● What the task requires
Reproduce every entry that follows word for word, but omit the images.

■ ■ ■ ■ ■ ■ ■

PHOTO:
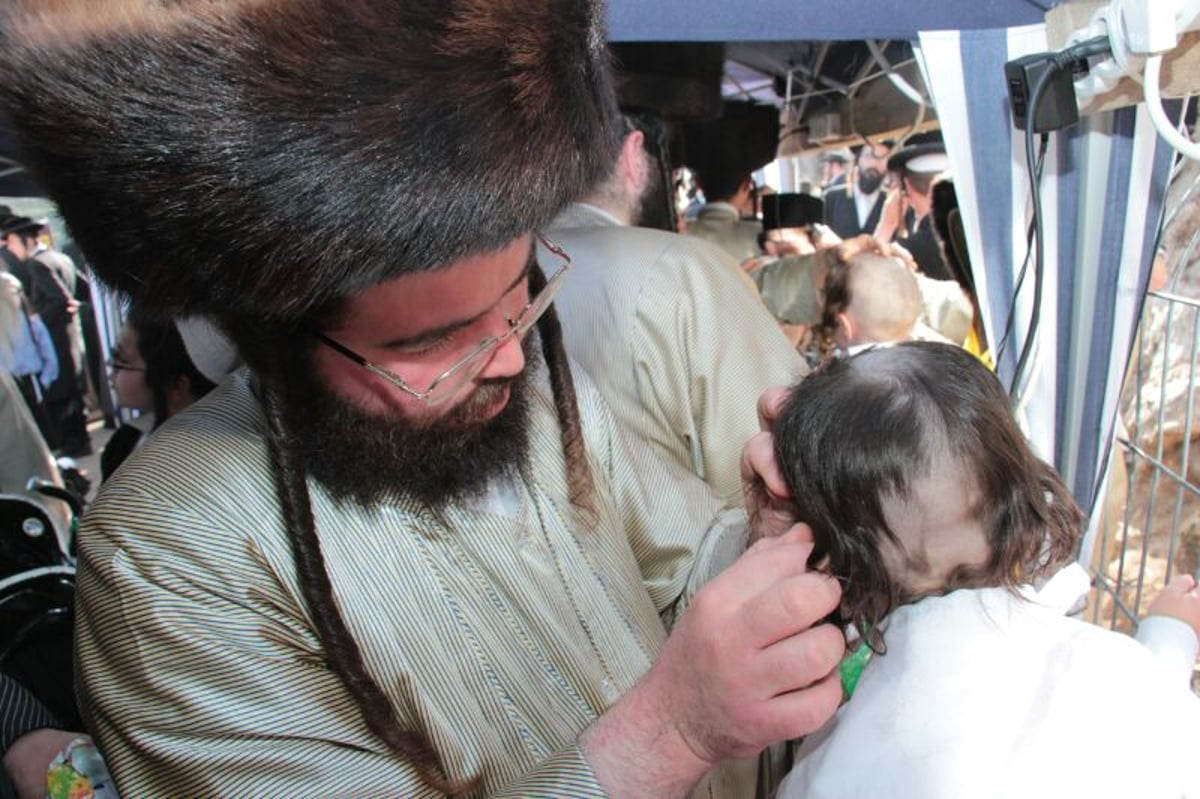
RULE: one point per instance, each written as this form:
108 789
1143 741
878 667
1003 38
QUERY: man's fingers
797 714
801 660
760 569
790 605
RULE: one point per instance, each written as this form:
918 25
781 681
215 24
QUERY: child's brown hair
867 428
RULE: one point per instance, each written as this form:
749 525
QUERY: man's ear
633 160
847 328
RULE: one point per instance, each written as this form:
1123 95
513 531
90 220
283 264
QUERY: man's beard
369 457
869 180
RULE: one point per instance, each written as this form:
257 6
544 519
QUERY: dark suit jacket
841 215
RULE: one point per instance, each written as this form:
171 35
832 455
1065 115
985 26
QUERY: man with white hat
906 216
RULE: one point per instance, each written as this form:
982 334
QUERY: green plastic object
851 668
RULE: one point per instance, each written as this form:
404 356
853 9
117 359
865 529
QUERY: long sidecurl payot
257 158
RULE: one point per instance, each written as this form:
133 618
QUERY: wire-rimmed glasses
447 385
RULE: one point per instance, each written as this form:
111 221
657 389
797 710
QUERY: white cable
1186 146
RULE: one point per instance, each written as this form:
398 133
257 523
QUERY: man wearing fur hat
405 552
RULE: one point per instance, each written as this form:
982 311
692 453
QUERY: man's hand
29 760
1180 600
743 668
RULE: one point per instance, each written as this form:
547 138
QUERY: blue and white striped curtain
1102 197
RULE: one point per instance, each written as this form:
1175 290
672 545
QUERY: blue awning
720 20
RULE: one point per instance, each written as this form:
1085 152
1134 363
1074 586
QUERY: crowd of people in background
502 494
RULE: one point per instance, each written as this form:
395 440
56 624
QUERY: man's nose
507 361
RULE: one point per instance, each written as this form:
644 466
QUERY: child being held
953 544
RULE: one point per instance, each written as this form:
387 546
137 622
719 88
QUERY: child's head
151 370
910 468
869 299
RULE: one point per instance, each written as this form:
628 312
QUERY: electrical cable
1186 146
1061 60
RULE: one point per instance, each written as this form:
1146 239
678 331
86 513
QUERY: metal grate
1150 524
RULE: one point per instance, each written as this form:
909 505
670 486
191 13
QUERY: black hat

■ ■ ■ ■ ■ ■ ■

● Result
PHOTO:
RULE: one point per instance, each written as this form:
108 789
1143 741
878 667
1003 38
QUERY: man's fingers
797 714
801 660
760 569
790 605
RULE: one point per instance, each written as this form:
918 25
781 681
215 24
QUERY: child's brown hair
867 428
RULE: one point per instance, each written as this form:
749 525
QUERY: man's ear
633 160
847 328
RULE: one point per instance, each written as this form:
1123 95
513 531
90 220
283 264
QUERY: man's beard
369 457
869 180
RULE: one point per instance, each written as this form:
257 6
544 519
QUERY: dark suit jacket
841 215
RULE: one point per instance, each written as this form:
171 35
832 455
1065 115
985 26
QUERY: man with white hat
906 216
RULE: one point per instance, each written as this form:
982 334
QUERY: green plastic object
851 668
RULE: one point per instance, each written as this form:
404 356
853 9
117 359
865 529
QUERY: long sidecurl payot
257 158
RULE: one point per instance, each written as this form:
133 618
QUERY: wire-rimmed glasses
447 385
RULE: one point per instance, each written as this form:
111 221
657 389
797 710
QUERY: white cable
1186 146
RULE: one point per instance, each written as this form:
398 133
257 523
QUERY: man wearing fur hat
405 552
RULE: one point per instance, each written as this form:
982 311
692 453
QUERY: man's hand
29 760
1180 600
743 668
RULE: one point per instance, each written as this form:
547 138
QUERY: blue and white striped curtain
1102 197
RULE: one point per instance, each written as this form:
1175 290
672 545
QUERY: blue awning
720 20
RULE: one point per instance, each written as this form:
1085 152
1134 363
1074 586
QUERY: crowd of people in background
502 494
RULE: one point per instance, each written as this form:
395 440
56 624
QUERY: man's nose
507 361
RULE: one point per instance, each written as this form:
644 466
QUERY: child being held
953 544
RULE: one point per instance, each written as this form:
387 546
137 622
719 88
QUERY: child's head
151 370
910 468
869 299
RULE: one point per instance, each written as this form:
628 312
QUERY: electrical cable
1186 146
1061 60
RULE: one point per instance, each written as this form:
1146 239
678 331
86 513
QUERY: metal grate
1150 524
RULE: one point per instance, each written as this form:
909 505
670 486
191 13
QUERY: black hat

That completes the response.